- _Problem statement_
Gather every line in the entries below that contains the string "horizon", and copy each one in full.

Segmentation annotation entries

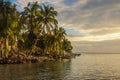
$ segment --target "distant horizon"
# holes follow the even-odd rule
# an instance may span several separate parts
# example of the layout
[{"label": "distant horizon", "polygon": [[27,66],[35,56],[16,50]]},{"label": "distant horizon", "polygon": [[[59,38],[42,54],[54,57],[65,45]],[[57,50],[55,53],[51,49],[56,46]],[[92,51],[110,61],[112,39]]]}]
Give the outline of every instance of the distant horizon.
---
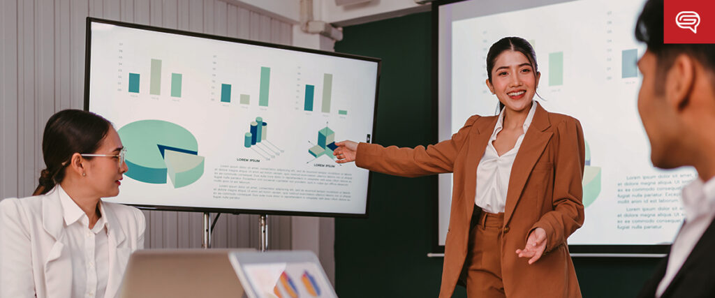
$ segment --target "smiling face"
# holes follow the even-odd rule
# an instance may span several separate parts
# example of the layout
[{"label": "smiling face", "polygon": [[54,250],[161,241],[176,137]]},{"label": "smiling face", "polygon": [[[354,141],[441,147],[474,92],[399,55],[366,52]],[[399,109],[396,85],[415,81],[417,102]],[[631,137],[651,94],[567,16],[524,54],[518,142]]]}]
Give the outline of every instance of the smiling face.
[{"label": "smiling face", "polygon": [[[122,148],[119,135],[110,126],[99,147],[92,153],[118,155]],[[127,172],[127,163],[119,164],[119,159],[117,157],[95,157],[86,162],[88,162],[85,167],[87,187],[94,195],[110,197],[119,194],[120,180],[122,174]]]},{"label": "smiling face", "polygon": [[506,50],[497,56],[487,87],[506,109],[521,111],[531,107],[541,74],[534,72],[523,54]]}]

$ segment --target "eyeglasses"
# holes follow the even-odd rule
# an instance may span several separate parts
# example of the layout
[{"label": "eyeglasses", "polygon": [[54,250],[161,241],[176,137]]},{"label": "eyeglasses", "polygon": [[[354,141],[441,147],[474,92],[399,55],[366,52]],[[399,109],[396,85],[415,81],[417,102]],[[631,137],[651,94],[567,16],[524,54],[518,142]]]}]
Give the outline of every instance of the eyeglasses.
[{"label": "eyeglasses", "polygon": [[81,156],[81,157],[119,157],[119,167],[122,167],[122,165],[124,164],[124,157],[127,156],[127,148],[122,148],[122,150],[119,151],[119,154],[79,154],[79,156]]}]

- _Answer to this problem_
$ segment --target "distant horizon"
[{"label": "distant horizon", "polygon": [[27,66],[35,56],[16,50]]},{"label": "distant horizon", "polygon": [[[59,38],[42,54],[54,57],[65,45]],[[57,50],[55,53],[51,49],[56,46]],[[92,51],[110,61],[112,39]]]}]
Give the outline of every instance of the distant horizon.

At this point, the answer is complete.